▶ **PAGE EXCERPT**:

Speaker: William H. Dick, MD, Scientech Club Historian
Introduced By: William Dick
Attendance: NESC: 95, Zoom: 38
Guest(s): Missy Dille, Fred Green, Randy Trowbridge
Scribe: William Dick
Editor: Carl Warner
View a recording of today’s Zoom presentation at:
Today's Program 012224
We know of the Silk Road. But where was it, exactly? And when did it begin and end? Bill Dick answered these questions and more, with many slides. There are at least two roads – northern and southern. No one usually traveled the whole road. There are many oases and many middlemen. Camels can only travel 30 miles in a day, and so there were Caravanserai or “motels” with oases along the route.
The Road began in 114 BC and ended in 1455 AD. It went from China to Rome, but much of it is in the Near East around Iran (Persia) and Afghanistan. It is about 4,000 to 5,000 miles long. As can be seen from the title, a great deal of trade was in silk from China, but many other goods were traded. The speaker gave a history of how silk is produced – it could be a talk all by itself. While silk is used mostly in clothing, it is also used in sutures, parachutes, etc. Paper was a valuable item traded on the Road, but the most important item was IDEAS. China also traded in porcelain, plants, and paper money. Much of the payment was in barter, but some was in coins – gold and silver.
Diplomatic missions were done on the Road, as was the exchange of information on religions. Judaism, Christianity, Islam, and Greek philosophy were discussed. Zoroastrianism preceded other religions, possibly even Judaism. It was a monotheistic religion with a messiah, concepts of heaven and hell, angels, demons, and life after death. Zoroaster was a Persian prophet in 1500 BC. Silks came from China, (and India today). Cotton, textiles, and medical texts came from Egypt. Figs are from Syria; plums, and grapes from Shiraz (Persia); the concept of zero from India, pepper from India, and spices from Indonesia. Baghdad and Samarkand were intellectual centers.

▶ **RECORDED INFORMATION**:
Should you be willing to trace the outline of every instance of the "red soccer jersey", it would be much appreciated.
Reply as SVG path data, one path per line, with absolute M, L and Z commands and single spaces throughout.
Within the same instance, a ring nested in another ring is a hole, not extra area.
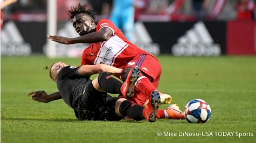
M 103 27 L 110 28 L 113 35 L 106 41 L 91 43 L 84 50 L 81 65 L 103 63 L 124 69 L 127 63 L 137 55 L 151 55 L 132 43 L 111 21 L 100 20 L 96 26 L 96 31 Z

---

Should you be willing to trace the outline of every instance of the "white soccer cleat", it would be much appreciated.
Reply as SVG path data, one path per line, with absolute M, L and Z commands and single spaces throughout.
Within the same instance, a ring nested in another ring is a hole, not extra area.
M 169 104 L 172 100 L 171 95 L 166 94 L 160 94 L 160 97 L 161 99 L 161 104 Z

▶ **WORK REQUEST 1**: According to the Silk Road talk summary, how many miles can a camel travel in a day?
▶ **WORK REQUEST 2**: List every guest named in the Silk Road talk summary.
▶ **WORK REQUEST 3**: Resume the Silk Road talk summary after its final sentence.

▶ **EXERCISE RESULT 1**: 30 miles

▶ **EXERCISE RESULT 2**: Missy Dille, Fred Green, Randy Trowbridge

▶ **EXERCISE RESULT 3**:
Marco Polo was an adventurer of the Silk Road. He spent 24 years in China, largely in service to the Kublai Khan. One of his duties was to deliver a Mongol princess to Persia. Polo and his family were wealthy traders from Venice. His father and uncle had been to China before, and they took Marco with them when they returned. His book, Travels of Marco Polo, was a huge success. Most of it is judged to be true.
Bill Dick is big on dates and his many talks center on dates. The key dates are 732 AD, 1066, 1492, 1497, 1776, 1825, 1883 and 1925 AD. The end of the Silk Road occurred in 1455 AD, with the Ottoman takeover of Greece. Later, to travel to the east, one had to go by water. First in 1492 with Columbus, and then in 1497 with Vasco de Gama, Portugal had begun the Age of Discovery.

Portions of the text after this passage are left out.